How we replaced a core system by testing in prod.

Co-authored by Julie Rossi

Photo by Laura Ockel on Unsplash

At Alan, we love being pragmatic and keeping things simple. In the beginning, our members were in the simplest of situations, so our Member Management system was simple as well.

As we grew, we had more members, and more products, offers, and services. This increased the complexity of members’ situations to manage, a lot.

Members can be covered by their company, an individual contract, as a partner of an employee, or choose to decline their company coverage. They have access to different services. They leave Alan and can come back later. They have 2 jobs, thus access to 2 different health coverages…

The Member Management system evolved over time to match new needs, while still working, it was a bit of a mess. Each team adding a new feature would add to the system. There was no unified vision for a long time. We ended up with a house of cards with a bunch of band-aids to try and handle any edge case.

We accumulated tech debt. It was more and more costly to add new features to the system. It was too easy to make a mistake. And each mistake would in turn be costly. Handling incidents takes a lot of time and will erode our members’ trust. So we decided it was time to rewrite this whole system.

The project goal was clear, remake this system while:

• Matching the current behavior exactly, for both data modification and “side effects”, like emails sent.
• Not produce incidents. We don’t want to make a mistake that would end thousands of health coverage at a wrong date for instance. This would mean a lot of disappointed members. And our Customer Support, Engineers, and Product teams spending valuable time managing the consequences.

## Supplied information
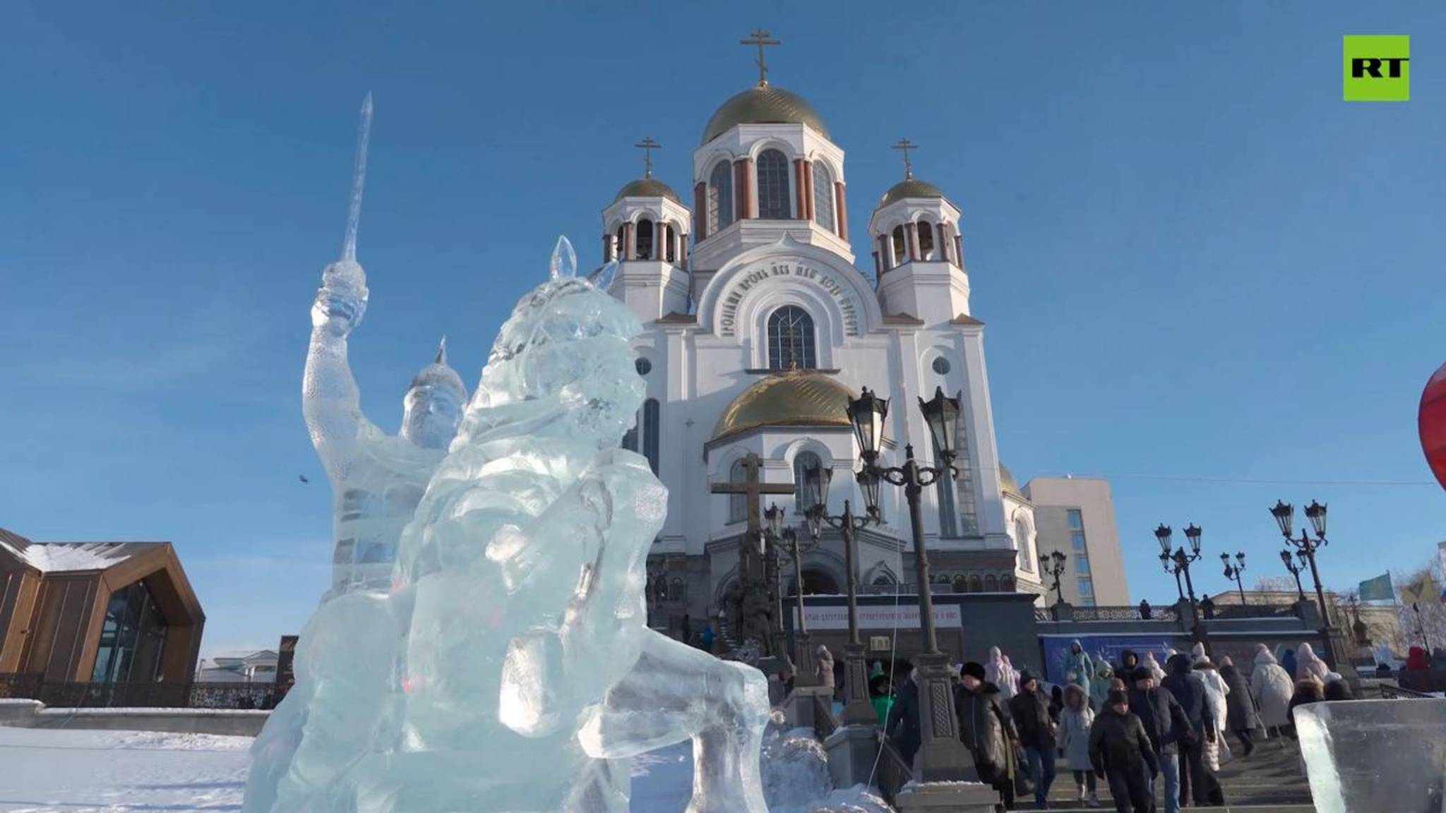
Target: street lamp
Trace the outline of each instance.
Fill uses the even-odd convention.
[[[1336,652],[1330,637],[1330,613],[1326,609],[1326,592],[1320,587],[1320,571],[1316,570],[1316,551],[1327,544],[1326,506],[1310,501],[1310,505],[1303,511],[1306,519],[1310,521],[1310,529],[1316,532],[1314,537],[1307,534],[1304,528],[1300,529],[1300,538],[1290,535],[1294,525],[1296,508],[1288,502],[1277,499],[1270,514],[1275,518],[1275,524],[1280,525],[1280,534],[1285,537],[1285,544],[1294,547],[1297,556],[1304,557],[1306,564],[1310,566],[1310,579],[1316,583],[1316,606],[1320,608],[1320,622],[1323,623],[1320,634],[1326,641],[1326,665],[1336,668]],[[1297,574],[1296,579],[1299,583],[1300,576]],[[1301,590],[1301,597],[1304,597],[1304,590]]]
[[[863,474],[859,474],[862,486]],[[873,490],[878,493],[878,477],[873,479]],[[837,528],[843,532],[843,561],[847,570],[849,590],[849,642],[843,645],[843,722],[846,725],[872,725],[878,722],[873,705],[869,702],[869,671],[863,658],[863,641],[859,638],[859,580],[857,580],[857,541],[855,534],[869,524],[870,516],[855,516],[849,501],[843,501],[843,514],[829,514],[829,485],[833,482],[833,469],[824,469],[823,463],[804,467],[804,488],[811,499],[808,508],[808,535],[814,544],[823,535],[823,527]]]
[[[1160,563],[1164,564],[1165,573],[1174,573],[1176,587],[1180,586],[1180,574],[1181,573],[1184,574],[1184,589],[1186,595],[1190,597],[1192,634],[1197,641],[1205,644],[1205,650],[1206,652],[1209,652],[1210,635],[1209,631],[1206,631],[1205,625],[1200,623],[1200,612],[1194,602],[1194,580],[1190,579],[1190,563],[1200,558],[1202,532],[1203,531],[1200,529],[1200,527],[1196,525],[1194,522],[1192,522],[1184,529],[1184,538],[1186,542],[1190,545],[1190,553],[1186,553],[1184,545],[1176,548],[1174,553],[1170,551],[1170,548],[1173,547],[1171,542],[1173,532],[1170,529],[1170,525],[1165,525],[1164,522],[1161,522],[1160,527],[1155,528],[1155,541],[1160,542]]]
[[[798,532],[784,527],[787,511],[778,505],[769,505],[763,511],[763,521],[768,534],[774,538],[774,551],[787,553],[794,560],[794,595],[798,597],[798,629],[794,632],[794,686],[817,686],[814,676],[813,650],[808,648],[808,623],[804,621],[804,553],[818,547],[818,538],[808,541],[798,538]],[[782,574],[779,574],[782,576]],[[784,618],[784,590],[778,590],[778,621]]]
[[[1048,556],[1040,554],[1040,576],[1054,577],[1054,584],[1050,589],[1054,590],[1056,606],[1064,603],[1064,589],[1060,587],[1060,576],[1064,576],[1066,558],[1067,557],[1060,551],[1054,551]]]
[[[963,393],[960,393],[962,396]],[[914,658],[918,668],[920,719],[923,725],[920,744],[918,781],[977,780],[973,758],[959,738],[959,720],[954,716],[954,689],[949,670],[949,655],[938,650],[938,635],[934,631],[934,597],[928,583],[928,553],[924,550],[924,512],[921,498],[924,488],[933,485],[946,473],[954,476],[954,438],[959,437],[959,404],[962,398],[947,398],[943,388],[934,389],[930,401],[918,399],[918,408],[928,424],[928,434],[938,450],[940,466],[920,466],[914,460],[914,446],[904,447],[904,466],[879,466],[879,441],[884,438],[884,420],[889,414],[886,398],[876,396],[863,388],[859,398],[849,399],[849,421],[859,440],[859,456],[863,459],[863,496],[868,514],[879,516],[879,482],[902,486],[908,501],[910,524],[914,529],[914,580],[918,584],[918,618],[924,631],[924,652]],[[870,488],[872,486],[872,488]],[[936,707],[938,705],[940,707]]]
[[[1220,564],[1225,566],[1225,577],[1235,582],[1235,586],[1241,590],[1241,606],[1245,606],[1245,584],[1241,582],[1241,574],[1245,573],[1245,554],[1241,551],[1235,553],[1235,564],[1231,564],[1231,554],[1220,554]]]

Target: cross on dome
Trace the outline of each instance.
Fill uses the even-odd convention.
[[[748,39],[740,39],[737,43],[758,46],[758,59],[753,62],[758,65],[758,87],[768,87],[768,62],[763,61],[763,46],[779,45],[779,42],[777,39],[769,39],[765,29],[753,29],[753,32],[748,35]]]

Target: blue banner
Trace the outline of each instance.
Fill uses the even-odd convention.
[[[1099,661],[1103,658],[1112,667],[1119,664],[1119,655],[1125,650],[1134,651],[1144,660],[1145,652],[1154,652],[1160,665],[1165,663],[1165,650],[1180,648],[1181,639],[1171,635],[1145,634],[1113,634],[1113,635],[1041,635],[1044,645],[1044,677],[1050,683],[1064,683],[1064,655],[1070,651],[1073,641],[1080,642],[1080,648],[1089,655],[1095,673],[1099,673]]]

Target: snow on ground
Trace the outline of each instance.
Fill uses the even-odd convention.
[[[0,728],[0,812],[236,812],[250,746],[249,736]],[[632,777],[633,813],[683,813],[693,793],[691,744],[638,757]],[[878,809],[862,788],[847,788],[772,813]]]

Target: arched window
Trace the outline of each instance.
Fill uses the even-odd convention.
[[[833,172],[823,165],[821,161],[814,161],[814,223],[823,226],[829,231],[834,231],[833,218]]]
[[[918,256],[931,260],[934,256],[934,227],[927,220],[918,221]]]
[[[814,505],[813,489],[808,488],[808,472],[823,469],[823,460],[813,451],[800,451],[794,456],[794,506],[798,514],[807,514]],[[829,495],[824,495],[827,498]]]
[[[1014,542],[1019,545],[1019,570],[1034,573],[1034,548],[1030,547],[1030,525],[1025,521],[1014,521]]]
[[[733,224],[733,165],[720,161],[709,175],[709,236]]]
[[[733,466],[727,470],[727,479],[730,483],[746,483],[748,470],[743,467],[742,460],[735,460]],[[748,495],[727,495],[727,521],[743,522],[748,519]]]
[[[633,229],[638,240],[638,259],[651,260],[652,259],[652,221],[643,217],[638,221],[638,227]]]
[[[648,459],[652,473],[658,473],[658,399],[649,398],[642,402],[642,456]]]
[[[768,317],[768,369],[787,370],[794,365],[804,370],[818,366],[813,317],[797,305],[784,305]]]
[[[788,220],[788,156],[777,149],[758,153],[758,217]]]

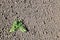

## Given instruction A
In the text about rewriting the Member Management system, which teams does it say would spend valuable time managing the consequences of an incident?
## Given instruction B
Can you resume the text about rewriting the Member Management system, picking up right after its last sentence?

## Right answer A
Customer Support, Engineers, and Product

## Right answer B
The current system had an extensive test suite, so as long as they still pass with the new system, we’re good. Right?

No. Because reality will always be more complex than what we could simulate in a test suite.

So how can we ensure our new system will behave as it should, in reality, before releasing it? We test it in prod, with a dry run mechanism.

How

We decided to implement a solution to dry run the new code in parallel to the old one and compare the results. This would allow us to make sure the new code behaves similarly to the old one for our most frequent cases. Once the new code was dry run against enough different cases successfully, we could use the new code in prod.

Now the question was: how do we compare results?

We’ve split the output into two categories: “data changes” and “side effects”.

Side effects are external or asynchronous tasks, for instance, settling a contract when we terminate it or sending an email when we cover a new employee.

Data changes are simple to “dry run”. We use a transaction-based database, we can just not commit the changes.

But for side effects, it’s less trivial as you cannot undo sending an email.

We made the assumption that if:

• the data changes are the same
• we trigger the same side effect function with the same parameters

Then the side effect would be the same (e.g. same email sent).

How we compared data changes

For legal and compliance reasons, we track all the changes made to our database. In practice, there is a table holding data changes information: which actor changed what.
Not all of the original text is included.